**To be done**: Write out every one of the records below word for word, changing nothing.

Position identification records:
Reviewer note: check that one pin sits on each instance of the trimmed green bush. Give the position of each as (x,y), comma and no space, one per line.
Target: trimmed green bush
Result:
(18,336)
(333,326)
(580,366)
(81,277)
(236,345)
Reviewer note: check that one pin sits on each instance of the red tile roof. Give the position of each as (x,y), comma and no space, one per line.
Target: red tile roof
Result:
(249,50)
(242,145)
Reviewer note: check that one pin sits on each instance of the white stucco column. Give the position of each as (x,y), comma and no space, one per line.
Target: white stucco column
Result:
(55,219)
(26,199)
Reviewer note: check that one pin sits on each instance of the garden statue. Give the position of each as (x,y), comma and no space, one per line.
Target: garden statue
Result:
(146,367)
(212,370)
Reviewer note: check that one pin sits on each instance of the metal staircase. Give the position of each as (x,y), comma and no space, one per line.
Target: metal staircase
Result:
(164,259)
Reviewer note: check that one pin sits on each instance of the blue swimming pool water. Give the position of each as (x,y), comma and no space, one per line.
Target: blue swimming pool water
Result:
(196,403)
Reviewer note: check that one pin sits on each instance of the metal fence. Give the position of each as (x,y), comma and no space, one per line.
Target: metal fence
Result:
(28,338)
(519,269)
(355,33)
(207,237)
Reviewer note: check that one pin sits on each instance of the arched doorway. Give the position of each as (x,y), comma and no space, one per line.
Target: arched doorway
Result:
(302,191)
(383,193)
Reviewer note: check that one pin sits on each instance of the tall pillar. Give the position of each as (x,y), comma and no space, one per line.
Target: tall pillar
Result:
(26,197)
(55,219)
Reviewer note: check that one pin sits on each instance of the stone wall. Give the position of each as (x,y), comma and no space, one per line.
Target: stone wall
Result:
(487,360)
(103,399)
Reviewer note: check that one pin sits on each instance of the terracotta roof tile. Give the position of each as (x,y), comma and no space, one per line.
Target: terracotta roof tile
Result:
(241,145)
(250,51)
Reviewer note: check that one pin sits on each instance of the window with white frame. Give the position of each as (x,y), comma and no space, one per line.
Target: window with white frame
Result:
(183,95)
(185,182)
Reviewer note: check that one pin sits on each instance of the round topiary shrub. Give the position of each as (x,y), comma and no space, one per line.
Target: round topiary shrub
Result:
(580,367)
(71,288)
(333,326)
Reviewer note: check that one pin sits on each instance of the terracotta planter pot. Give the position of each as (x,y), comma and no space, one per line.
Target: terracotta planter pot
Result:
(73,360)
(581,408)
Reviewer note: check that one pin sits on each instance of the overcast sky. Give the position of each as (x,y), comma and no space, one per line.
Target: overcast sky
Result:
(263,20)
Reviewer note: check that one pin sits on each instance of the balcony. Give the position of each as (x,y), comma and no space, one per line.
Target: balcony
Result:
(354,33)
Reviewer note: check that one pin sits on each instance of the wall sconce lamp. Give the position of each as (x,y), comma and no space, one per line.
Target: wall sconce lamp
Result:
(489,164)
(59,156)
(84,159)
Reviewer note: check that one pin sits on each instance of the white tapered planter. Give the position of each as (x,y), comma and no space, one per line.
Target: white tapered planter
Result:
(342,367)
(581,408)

**Task answer**:
Reviewer note: check that one pin sits on each instance of the trimmed green bush. Give the position of each as (x,y), comma and no space, one per line.
Target: trimmed green bush
Result:
(18,336)
(333,326)
(580,366)
(81,277)
(236,345)
Reviewer note: check that one pin sits on each instance of the red tile roof. Give the position of each as (x,y), comma and no space, one per line.
Target: red tile roof
Result:
(249,50)
(242,145)
Reviewer note: check that one pin sits on each instance of the white stucco column. Give the position of each as (x,y), comma and no space, one per line.
Target: white stucco column
Result:
(55,219)
(26,199)
Reviewer note: check that one pin sits on each instance of the garden statue. Give the position of each as (x,y), comma and no space, one per line.
Target: garden statue
Result:
(146,367)
(212,370)
Reviewer note: check that one pin sits on each instance of the metal staircase. Give the position of each as (x,y), comma and no space, one per line.
Target: metal staircase
Result:
(164,259)
Reviewer note: check that one pin sits on each instance of the blue swimming pool water. Give the position of each as (x,y), comma and no space, one per line.
Target: blue swimming pool water
Result:
(196,403)
Reviewer note: check that one pin sits on each instance of the metal fence. Give the position of each as (x,y), comma and no space, one per line.
Target: metal fence
Result:
(28,338)
(519,269)
(355,33)
(207,237)
Reviewer note: check that one pin sits on each instance of the arched doorway. Give the position of each as (x,y), comma and no space, one per line.
Target: arched doorway
Result:
(302,191)
(383,193)
Reviewer note: check that one pin sits on each instance of the tall pillar. Give the position of each as (x,y), comma and no space, one per line.
Target: tall pillar
Result:
(26,197)
(55,219)
Reviewer note: check that one pin sits on each instance of the stone wall. Give the position of each as (x,y), comma and no space, one per line.
Target: stone wall
Result:
(487,360)
(103,399)
Reviewer note: check that one pin sits on each instance of the terracotta roof tile. Give the position of each as (x,y), comma and no space, one per line.
Target: terracotta roof tile
Result:
(241,145)
(250,51)
Reviewer note: check that one pin sits on each instance of the window with white frame. Give the position of each as (x,y), comma and no space, one per line.
Target: window with white frame
Result:
(183,95)
(185,182)
Reviewer note: check that one pin sits on each instance of the round topiary shrub. Give the position of each as (x,y), comma and no space, one per line.
Target: round topiary shrub
Result:
(580,367)
(71,288)
(333,326)
Reviewer note: check that one pin sits on each instance of the terracotta planter pot. Give the position of each as (x,y), comma and no space, one per line.
Target: terracotta planter pot
Result:
(73,360)
(581,408)
Reviewer note: check that one pin sits on each instance of the overcast sky. Give the position of each as (x,y), comma and no space, one per line.
Target: overcast sky
Result:
(263,20)
Reviewer note: check that one pin sits on each instance of the balcony. Give the position of each as (x,y), comma and no space, one per line.
Target: balcony
Result:
(354,33)
Reviewer note: check that one pin sits on each instance of the wall sconce lamp. Give the position of each as (x,y), comma and no space, one per line.
Target: wall sconce lamp
Result:
(489,164)
(59,156)
(84,159)
Reviewer note: check that one pin sits on each instance of the white tapered planter. Give the position of each as (x,y), comma and no space, one per line.
Target: white tapered planter
Result:
(342,367)
(581,408)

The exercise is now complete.